_What the exercise asks_:
Please write out all of the records below line for line, with nothing changed.

Records of position annotations:
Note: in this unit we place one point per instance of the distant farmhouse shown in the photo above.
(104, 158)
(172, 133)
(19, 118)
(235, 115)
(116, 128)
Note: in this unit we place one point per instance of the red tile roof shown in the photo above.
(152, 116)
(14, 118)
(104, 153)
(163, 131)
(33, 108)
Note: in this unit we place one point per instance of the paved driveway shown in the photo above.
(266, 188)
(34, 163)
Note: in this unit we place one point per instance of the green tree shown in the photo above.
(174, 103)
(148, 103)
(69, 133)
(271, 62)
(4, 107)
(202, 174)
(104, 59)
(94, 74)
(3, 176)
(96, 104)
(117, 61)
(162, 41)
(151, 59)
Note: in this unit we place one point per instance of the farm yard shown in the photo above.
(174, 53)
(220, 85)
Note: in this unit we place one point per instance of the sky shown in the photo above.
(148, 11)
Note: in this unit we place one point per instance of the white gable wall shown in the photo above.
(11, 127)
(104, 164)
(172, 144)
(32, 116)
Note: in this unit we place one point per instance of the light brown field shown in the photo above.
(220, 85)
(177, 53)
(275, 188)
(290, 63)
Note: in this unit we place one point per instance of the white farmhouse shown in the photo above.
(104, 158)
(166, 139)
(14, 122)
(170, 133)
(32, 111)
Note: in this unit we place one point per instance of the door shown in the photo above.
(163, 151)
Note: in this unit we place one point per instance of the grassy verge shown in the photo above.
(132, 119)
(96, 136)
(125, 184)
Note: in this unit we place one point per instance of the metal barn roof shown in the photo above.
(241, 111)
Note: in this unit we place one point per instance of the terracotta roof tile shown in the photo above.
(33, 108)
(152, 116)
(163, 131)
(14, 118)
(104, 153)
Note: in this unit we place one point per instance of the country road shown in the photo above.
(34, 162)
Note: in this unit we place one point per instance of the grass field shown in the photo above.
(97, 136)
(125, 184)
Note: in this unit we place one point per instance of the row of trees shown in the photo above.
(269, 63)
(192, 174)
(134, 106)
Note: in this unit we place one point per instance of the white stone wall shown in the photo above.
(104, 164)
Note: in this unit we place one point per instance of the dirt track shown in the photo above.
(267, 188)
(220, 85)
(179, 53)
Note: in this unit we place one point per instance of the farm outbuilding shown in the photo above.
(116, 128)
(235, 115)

_Finished exercise_:
Note: in this unit we place one point per instance of the distant farmhouse shown in the photo above.
(104, 158)
(172, 133)
(19, 118)
(235, 115)
(116, 128)
Note: in this unit we place one point per instance of the red tile roof shown in the photo above.
(152, 116)
(14, 118)
(104, 153)
(163, 131)
(33, 108)
Note: in this unit we place one point per instance of the paved driveway shown in the photo above.
(266, 188)
(34, 163)
Note: in this unit we place one point per instance of the green tree shown in the photo above.
(174, 103)
(148, 103)
(69, 133)
(271, 62)
(4, 107)
(202, 174)
(104, 59)
(94, 74)
(3, 176)
(96, 104)
(117, 61)
(162, 41)
(151, 59)
Note: in this unit we place one point per instance of the farm yard shown in the photo above.
(174, 53)
(220, 85)
Note: in this unit we place one point per instance of the sky shown in the photo above.
(148, 11)
Note: in this unit we place one point per instance of the white gable wall shown in the photo above.
(11, 127)
(104, 164)
(172, 144)
(32, 116)
Note: in this unit we place one point per instance of the light brown field shown in the photo above.
(220, 85)
(177, 53)
(275, 188)
(290, 63)
Note: in this unit we place one point per instance of the white farmhouse shown in the photo above.
(104, 158)
(166, 139)
(14, 122)
(170, 133)
(32, 111)
Note: in this unit we place one point per instance of the door shown in the photo above.
(163, 151)
Note: in this unit we place one point per instance of the grassy verge shown in the photo above.
(132, 119)
(96, 136)
(125, 184)
Note: in this unit we place one point per instance of the metal barn roof shown in the photo above.
(241, 111)
Note: in this unit we place one point per instance of the terracotta roof tile shown in the photo above.
(33, 108)
(152, 116)
(163, 131)
(14, 118)
(104, 153)
Note: in this unit we place one point per instance of the country road shown in the photo above.
(34, 162)
Note: in this unit we place one point per instance of the grass field shown in the photo above.
(97, 136)
(125, 184)
Note: in this unit we place one point per instance of the row of trees shown in the photo above.
(269, 63)
(192, 174)
(134, 106)
Note: in this unit we place one point per instance of the white stone wall shown in the photo above.
(104, 164)
Note: in this unit we place one point per instance of the dirt track shown in the photo above.
(267, 188)
(220, 85)
(179, 53)
Note: in this unit we place one point per instance of the farm outbuilding shown in the photo above.
(116, 128)
(235, 115)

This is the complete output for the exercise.